Start Exercise inputs

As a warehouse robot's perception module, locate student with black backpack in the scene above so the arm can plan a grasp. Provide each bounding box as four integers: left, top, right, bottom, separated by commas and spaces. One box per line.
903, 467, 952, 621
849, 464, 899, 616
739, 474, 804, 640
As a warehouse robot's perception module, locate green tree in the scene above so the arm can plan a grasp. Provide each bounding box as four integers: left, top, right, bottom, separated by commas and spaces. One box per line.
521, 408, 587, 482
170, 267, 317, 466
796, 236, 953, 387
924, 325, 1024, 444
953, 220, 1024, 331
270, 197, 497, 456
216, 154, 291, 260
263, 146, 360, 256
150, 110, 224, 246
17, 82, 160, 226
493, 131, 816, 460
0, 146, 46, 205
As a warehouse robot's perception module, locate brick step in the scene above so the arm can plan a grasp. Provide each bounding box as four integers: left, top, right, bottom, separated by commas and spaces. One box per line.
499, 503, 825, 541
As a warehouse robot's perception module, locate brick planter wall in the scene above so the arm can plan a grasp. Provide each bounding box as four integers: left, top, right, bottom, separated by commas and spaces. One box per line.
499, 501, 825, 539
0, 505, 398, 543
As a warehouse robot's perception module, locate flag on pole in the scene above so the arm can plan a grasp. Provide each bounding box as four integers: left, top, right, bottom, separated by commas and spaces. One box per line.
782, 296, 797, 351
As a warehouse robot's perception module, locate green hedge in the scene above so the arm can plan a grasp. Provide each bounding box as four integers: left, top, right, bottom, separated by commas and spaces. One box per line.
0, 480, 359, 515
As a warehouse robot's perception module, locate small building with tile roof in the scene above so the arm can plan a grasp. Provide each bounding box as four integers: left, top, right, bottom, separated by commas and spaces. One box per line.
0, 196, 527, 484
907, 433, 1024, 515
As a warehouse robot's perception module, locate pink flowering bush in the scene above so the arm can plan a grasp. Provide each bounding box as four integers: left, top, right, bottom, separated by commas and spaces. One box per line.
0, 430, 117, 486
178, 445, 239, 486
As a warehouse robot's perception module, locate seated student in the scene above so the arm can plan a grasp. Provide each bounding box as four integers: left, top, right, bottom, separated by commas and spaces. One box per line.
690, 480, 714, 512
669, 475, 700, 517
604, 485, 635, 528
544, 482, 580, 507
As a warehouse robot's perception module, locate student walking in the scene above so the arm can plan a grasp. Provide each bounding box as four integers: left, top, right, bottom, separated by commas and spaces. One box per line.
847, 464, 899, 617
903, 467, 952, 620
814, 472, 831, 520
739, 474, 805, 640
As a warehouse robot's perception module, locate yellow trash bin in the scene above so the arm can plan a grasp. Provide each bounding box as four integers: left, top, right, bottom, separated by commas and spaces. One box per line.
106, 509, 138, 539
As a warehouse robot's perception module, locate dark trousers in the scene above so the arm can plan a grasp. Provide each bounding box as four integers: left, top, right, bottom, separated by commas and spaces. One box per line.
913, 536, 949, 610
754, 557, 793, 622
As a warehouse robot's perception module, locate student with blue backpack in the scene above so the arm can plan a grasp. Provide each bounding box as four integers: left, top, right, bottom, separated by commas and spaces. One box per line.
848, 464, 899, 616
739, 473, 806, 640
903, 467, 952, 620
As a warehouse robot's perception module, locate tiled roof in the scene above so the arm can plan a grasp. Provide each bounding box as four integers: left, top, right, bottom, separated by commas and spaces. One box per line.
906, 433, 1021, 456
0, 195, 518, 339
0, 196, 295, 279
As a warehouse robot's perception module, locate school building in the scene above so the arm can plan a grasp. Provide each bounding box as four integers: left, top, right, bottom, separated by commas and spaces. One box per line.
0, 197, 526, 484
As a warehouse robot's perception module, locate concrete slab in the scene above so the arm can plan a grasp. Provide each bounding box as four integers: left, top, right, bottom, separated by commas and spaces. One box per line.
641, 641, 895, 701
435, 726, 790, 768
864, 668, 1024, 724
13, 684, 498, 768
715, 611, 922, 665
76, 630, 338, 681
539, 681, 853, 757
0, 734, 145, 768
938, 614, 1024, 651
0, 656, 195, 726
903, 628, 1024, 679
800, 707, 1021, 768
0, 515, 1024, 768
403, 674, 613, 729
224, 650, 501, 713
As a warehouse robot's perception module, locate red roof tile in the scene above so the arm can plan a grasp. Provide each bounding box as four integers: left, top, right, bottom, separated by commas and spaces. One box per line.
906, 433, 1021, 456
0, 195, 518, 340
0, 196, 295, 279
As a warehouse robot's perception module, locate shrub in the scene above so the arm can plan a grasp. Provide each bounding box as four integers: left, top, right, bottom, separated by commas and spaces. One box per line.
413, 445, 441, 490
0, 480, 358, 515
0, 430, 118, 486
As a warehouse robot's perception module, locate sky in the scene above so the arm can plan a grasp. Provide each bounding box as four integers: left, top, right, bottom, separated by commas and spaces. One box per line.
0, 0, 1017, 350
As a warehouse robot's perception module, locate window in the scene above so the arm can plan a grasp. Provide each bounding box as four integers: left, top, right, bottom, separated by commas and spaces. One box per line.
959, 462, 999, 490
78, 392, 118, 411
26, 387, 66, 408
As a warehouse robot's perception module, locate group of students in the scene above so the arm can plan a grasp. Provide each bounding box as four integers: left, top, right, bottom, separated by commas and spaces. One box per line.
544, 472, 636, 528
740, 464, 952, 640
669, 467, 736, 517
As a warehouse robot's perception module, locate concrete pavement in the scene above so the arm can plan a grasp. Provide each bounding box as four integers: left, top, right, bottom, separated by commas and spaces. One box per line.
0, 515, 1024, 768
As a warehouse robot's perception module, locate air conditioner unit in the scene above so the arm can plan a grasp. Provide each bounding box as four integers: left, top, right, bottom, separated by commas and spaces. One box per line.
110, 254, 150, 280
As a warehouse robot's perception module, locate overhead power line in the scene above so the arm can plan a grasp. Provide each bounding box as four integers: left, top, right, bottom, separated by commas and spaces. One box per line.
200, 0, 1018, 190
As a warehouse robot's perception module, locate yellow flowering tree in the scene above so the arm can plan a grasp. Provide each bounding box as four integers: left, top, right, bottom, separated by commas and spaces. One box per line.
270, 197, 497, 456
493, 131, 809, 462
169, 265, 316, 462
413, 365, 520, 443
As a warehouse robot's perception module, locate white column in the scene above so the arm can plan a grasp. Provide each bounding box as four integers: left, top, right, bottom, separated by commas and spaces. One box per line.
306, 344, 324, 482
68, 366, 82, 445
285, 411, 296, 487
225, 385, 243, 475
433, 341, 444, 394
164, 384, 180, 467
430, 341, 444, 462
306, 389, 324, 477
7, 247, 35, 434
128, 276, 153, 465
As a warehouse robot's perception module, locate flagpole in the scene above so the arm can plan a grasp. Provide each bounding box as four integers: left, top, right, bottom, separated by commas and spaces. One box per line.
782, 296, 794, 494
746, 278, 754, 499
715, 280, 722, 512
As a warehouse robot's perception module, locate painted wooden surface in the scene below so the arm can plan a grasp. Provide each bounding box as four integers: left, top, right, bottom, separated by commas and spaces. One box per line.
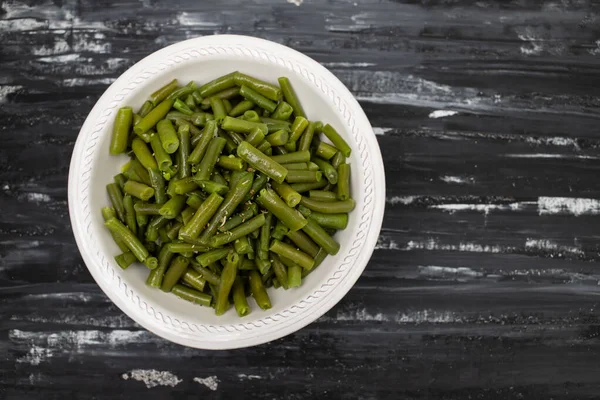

End Exercise inputs

(What you should do): Reproduce every line of the data from the line with "As a warehouse robot's perception module, locate flagpole" through the end of the data, both included, keeping the text lines unchanged and shifting each bounding-box coordinate by adding 32. Leave the picture out of the answer.

(Output for this task):
As a warehouse robot's perception module, locate flagpole in the scene above so the arm can plan a grasp. Provide each bounding box as four integers: left, top, right, bottom, separated by commas and spaces. One box per line.
814, 328, 826, 526
778, 310, 786, 531
747, 312, 754, 544
As a warehouse robot's perception module, locate painted wooden surface in the scene below so the arm can plan a grasp. Provide each bounding box as four integers: left, top, right, bottom, separated by commas and spaces. One box per line.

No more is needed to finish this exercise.